» SELECTED TEXT:
━━━━━━━━━━━━━━━━━━━━━━━━━━━━━━

Dec. 16th, 2002

novapsyche: Sailor Moon rising into bright beams (Default)
I managed to make it to church yesterday, the church of my adolescence. It was so good to see people I've not seen in a decade.

The strangest thing of the service was that the sermon was delivered with the aid of Powerpoint. In the middle of church, I found myself watching a three- or five-minute clip of A Christmas Story. Very odd.
novapsyche: Sailor Moon rising into bright beams (Default)
Race Not Reflected in Genes, Study Finds

The idea of race is not reflected in a person's genes, Brazilian researchers said on Monday, confirming what scientists have long said -- that race has no meaning genetically.

The Brazilian researchers looked at one of the most racially mixed populations in the world for their study, which found there is no way to look at someone's genes and determine his or her race. Brazilians include people of European, African and Indian, or Amerindian, descent.

"There is wide agreement among anthropologists and human geneticists that, from a biological standpoint, human races do not exist," Sergio Pena and colleagues at the Universidade Federal de Minas Gerias in Brazil and the University of Porto in Portugal wrote in their report, published in the Proceedings of the National Academy of Sciences.

"Yet races do exist as social constructs," they said.

They found 10 gene variations that could reliably tell apart, genetically, 20 men from northern Portugal and 20 men from Sao Tome island on the west coast of Africa.

But the genetic differences did not have anything to do with physical characteristics such as skin or hair color, the researchers found.

[...] "In essence our data indicate that, in Brazil as a whole, color is a weak predictor of African ancestry," they concluded.

"Our study makes clear the hazards of equating color or race with geographical ancestry and using interchangeably terms such as white, Caucasian and European on one hand, and black, Negro or African on the other, as is often done in scientific and medical literature."
novapsyche: Sailor Moon rising into bright beams (Default)
Brain Appears to Have 'Daydreaming' Mode

[my first reaction: Well, duh!]

Much as a car's engine hums along even when it's parked in neutral, the brain seems to contain a "default mode" in which certain regions become more active at rest, US researchers report.

"During rest, these regions appear to be interacting, because they change at similar rates," lead author Dr. Michael D. Greicius of Stanford University in California told Reuters Health.

Intriguingly, the behavior of these brain regions bears a certain resemblance to what one would expect from brain areas that make up human consciousness, Greicius added.

The default mode network supported in the current study generally increases its activity when the brain is at rest, then drops in activity once people are called to a certain task. In a similar way, Greicius said, a person could be daydreaming or following a stream of consciousness, but those activities would be zapped away as soon as the person was called to action, perhaps by a ringing telephone.

In addition, some of the brain regions that may form parts of the so-called default mode network have shown in previous studies to be involved in certain aspects of consciousness, Greicius added. For instance, one of the brain regions looked at in the current study, the posterior cingulate cortex (PCC), has been shown to play a role in the brain processes by which people recall memories. In addition, PCC activity tends to peter out as people lose consciousness when sedated.

[The posterior cingulate cortex is also primarily involved during a DXM trip, if not other dissociative experiences.]

━━━━━━━━━━━━━━━━━━━━━━━━━━━━━━

» RAW DATA:
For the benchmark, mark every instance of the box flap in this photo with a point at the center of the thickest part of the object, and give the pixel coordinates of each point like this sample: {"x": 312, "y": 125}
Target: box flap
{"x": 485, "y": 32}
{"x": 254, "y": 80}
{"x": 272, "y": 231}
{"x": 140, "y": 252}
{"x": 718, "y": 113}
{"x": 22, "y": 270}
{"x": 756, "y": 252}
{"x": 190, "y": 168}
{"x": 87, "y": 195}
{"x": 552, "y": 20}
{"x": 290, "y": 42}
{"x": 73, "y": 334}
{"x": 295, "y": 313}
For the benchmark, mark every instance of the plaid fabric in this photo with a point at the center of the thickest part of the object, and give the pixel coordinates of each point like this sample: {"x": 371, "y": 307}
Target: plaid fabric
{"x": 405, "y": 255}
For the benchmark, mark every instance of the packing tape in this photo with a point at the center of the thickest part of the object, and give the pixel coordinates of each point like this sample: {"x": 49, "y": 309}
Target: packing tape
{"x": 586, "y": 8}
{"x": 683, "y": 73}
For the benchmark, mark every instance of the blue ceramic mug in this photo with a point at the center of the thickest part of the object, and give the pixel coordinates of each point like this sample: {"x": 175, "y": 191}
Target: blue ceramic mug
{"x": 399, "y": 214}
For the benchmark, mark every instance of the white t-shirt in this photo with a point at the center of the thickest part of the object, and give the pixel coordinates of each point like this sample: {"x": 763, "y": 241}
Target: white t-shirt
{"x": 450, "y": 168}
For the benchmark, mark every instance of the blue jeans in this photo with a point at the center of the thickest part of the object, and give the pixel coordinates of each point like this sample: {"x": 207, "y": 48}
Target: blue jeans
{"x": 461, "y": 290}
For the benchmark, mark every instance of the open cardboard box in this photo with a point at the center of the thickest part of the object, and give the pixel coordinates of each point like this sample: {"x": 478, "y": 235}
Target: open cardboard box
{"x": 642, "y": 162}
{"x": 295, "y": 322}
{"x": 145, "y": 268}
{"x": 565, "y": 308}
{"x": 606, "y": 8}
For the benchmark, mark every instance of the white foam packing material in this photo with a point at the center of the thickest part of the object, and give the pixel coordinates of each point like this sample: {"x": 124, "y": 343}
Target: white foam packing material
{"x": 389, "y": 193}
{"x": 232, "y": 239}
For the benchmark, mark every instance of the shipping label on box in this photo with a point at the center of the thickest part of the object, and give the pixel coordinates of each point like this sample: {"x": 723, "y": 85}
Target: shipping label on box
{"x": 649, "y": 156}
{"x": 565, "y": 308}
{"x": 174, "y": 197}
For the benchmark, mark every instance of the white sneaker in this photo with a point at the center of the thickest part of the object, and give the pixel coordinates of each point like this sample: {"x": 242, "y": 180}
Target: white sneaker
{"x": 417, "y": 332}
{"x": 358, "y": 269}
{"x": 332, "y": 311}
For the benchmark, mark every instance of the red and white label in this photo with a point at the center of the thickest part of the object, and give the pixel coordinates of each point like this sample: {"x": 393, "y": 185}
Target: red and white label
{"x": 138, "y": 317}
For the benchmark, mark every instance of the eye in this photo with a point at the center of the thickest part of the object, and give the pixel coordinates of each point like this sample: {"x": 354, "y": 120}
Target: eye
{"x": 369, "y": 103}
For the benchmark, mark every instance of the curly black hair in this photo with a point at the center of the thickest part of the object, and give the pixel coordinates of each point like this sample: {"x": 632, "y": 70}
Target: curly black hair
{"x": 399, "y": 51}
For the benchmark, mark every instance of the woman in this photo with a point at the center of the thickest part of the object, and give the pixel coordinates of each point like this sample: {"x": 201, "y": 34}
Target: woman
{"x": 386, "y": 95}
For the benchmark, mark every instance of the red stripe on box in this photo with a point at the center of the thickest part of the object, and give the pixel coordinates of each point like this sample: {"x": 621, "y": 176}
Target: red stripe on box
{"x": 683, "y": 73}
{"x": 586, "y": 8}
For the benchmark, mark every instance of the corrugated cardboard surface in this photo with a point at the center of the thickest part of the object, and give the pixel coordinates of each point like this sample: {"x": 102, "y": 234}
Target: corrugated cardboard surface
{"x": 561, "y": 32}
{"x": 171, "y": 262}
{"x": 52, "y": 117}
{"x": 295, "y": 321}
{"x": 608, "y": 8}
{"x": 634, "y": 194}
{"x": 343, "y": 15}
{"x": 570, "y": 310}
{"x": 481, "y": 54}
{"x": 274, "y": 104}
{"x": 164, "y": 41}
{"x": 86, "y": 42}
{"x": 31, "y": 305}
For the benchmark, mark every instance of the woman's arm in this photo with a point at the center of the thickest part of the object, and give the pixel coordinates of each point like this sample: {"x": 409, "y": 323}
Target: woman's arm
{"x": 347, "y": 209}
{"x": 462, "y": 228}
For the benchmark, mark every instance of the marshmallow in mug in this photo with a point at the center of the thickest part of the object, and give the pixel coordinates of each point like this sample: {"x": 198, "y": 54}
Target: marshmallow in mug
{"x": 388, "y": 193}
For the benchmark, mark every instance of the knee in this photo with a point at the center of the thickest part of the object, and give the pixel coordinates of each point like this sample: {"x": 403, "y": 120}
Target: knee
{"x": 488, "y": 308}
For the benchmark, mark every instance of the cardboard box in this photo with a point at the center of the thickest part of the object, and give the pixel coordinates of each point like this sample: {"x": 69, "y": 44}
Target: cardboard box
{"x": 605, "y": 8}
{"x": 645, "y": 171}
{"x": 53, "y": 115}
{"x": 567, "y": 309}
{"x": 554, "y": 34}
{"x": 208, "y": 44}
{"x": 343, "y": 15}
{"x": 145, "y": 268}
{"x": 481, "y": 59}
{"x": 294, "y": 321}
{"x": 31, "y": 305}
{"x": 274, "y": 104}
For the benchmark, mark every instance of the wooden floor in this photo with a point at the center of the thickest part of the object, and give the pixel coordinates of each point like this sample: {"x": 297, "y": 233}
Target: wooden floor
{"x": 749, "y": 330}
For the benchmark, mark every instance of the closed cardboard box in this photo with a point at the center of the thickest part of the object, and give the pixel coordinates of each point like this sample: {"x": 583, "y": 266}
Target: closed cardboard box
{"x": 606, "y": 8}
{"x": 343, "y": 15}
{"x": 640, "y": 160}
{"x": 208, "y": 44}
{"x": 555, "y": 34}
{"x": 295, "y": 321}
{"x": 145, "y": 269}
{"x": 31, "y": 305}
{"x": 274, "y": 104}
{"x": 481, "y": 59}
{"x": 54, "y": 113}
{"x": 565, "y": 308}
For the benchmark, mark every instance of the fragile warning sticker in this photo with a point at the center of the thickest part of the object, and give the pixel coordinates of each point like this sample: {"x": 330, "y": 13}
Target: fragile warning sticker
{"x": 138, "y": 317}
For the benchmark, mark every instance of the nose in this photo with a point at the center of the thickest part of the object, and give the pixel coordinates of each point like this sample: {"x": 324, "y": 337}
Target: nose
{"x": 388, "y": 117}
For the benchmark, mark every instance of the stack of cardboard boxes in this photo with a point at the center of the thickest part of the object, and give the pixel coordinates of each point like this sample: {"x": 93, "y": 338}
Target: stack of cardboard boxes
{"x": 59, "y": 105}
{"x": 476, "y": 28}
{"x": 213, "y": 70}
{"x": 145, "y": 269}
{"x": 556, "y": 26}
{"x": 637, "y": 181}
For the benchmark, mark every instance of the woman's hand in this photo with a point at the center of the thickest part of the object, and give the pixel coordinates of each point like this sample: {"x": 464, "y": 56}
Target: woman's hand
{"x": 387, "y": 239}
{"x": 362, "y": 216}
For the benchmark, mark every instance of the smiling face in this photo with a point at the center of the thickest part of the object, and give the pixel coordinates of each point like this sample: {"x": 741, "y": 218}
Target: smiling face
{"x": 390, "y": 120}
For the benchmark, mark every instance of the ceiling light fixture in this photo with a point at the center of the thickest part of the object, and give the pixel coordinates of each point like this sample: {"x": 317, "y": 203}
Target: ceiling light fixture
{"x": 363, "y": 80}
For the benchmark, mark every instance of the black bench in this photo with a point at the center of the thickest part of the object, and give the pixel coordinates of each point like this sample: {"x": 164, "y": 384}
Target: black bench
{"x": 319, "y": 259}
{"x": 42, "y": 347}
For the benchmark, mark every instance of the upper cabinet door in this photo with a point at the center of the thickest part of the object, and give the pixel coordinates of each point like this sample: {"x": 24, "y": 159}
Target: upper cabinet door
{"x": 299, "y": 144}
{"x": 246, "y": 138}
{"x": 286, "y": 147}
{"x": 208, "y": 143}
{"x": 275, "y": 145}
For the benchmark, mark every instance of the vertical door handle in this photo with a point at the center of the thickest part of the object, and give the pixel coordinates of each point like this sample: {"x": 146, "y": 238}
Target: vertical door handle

━━━━━━━━━━━━━━━━━━━━━━━━━━━━━━

» DESCRIPTION OF THE TASK:
In the journal entries above, which brain region studied in the "default mode" research is described as playing a role in recalling memories?

» REPLY TO THE EXERCISE:
The posterior cingulate cortex (PCC).